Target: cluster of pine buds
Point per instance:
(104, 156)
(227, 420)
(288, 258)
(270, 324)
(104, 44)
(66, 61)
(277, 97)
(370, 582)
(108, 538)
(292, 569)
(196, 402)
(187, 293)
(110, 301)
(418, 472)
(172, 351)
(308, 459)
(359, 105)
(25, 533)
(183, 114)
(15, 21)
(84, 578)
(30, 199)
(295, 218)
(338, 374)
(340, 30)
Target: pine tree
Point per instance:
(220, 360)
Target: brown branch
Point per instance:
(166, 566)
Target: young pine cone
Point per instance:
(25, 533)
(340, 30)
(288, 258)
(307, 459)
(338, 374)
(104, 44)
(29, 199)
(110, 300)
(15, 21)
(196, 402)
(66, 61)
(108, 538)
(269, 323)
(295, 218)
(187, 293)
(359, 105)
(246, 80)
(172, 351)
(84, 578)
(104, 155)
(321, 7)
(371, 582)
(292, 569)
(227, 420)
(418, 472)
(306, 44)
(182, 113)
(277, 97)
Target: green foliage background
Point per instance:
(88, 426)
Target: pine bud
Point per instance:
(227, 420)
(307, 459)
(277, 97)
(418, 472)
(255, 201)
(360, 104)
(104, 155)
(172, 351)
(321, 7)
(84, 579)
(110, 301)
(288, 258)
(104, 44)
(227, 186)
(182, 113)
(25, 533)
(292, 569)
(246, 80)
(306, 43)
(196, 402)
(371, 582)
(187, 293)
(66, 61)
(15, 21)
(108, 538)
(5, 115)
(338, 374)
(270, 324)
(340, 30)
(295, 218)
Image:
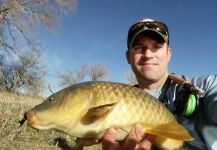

────────

* Assignment:
Without including any pictures, print each record exactly.

* Expected answer:
Target: cluster of pine buds
Point per instance:
(104, 156)
(227, 420)
(288, 258)
(270, 324)
(104, 44)
(66, 61)
(277, 97)
(370, 582)
(108, 538)
(292, 569)
(196, 402)
(187, 293)
(110, 301)
(418, 472)
(172, 351)
(308, 459)
(359, 105)
(25, 533)
(183, 114)
(15, 21)
(84, 578)
(30, 199)
(295, 218)
(338, 374)
(340, 30)
Target: pine tree
Point per instance:
(220, 360)
Target: brown branch
Point per instance:
(166, 566)
Target: young pine cone
Point per instance:
(25, 533)
(340, 30)
(288, 258)
(307, 459)
(338, 374)
(104, 44)
(29, 199)
(110, 300)
(15, 21)
(196, 402)
(66, 61)
(108, 538)
(269, 323)
(295, 218)
(187, 293)
(359, 105)
(246, 80)
(172, 351)
(84, 578)
(104, 155)
(321, 7)
(371, 582)
(292, 569)
(227, 420)
(418, 472)
(306, 44)
(182, 113)
(277, 97)
Target: green foliage background
Point per instance:
(88, 426)
Target: pine bud
Point per instance:
(227, 420)
(307, 459)
(277, 97)
(418, 472)
(255, 201)
(360, 104)
(104, 155)
(172, 351)
(321, 7)
(84, 579)
(110, 301)
(288, 258)
(104, 44)
(227, 186)
(182, 113)
(25, 533)
(292, 569)
(246, 80)
(306, 43)
(196, 402)
(371, 582)
(187, 293)
(66, 61)
(15, 21)
(108, 538)
(5, 115)
(338, 374)
(270, 324)
(340, 30)
(295, 218)
Image:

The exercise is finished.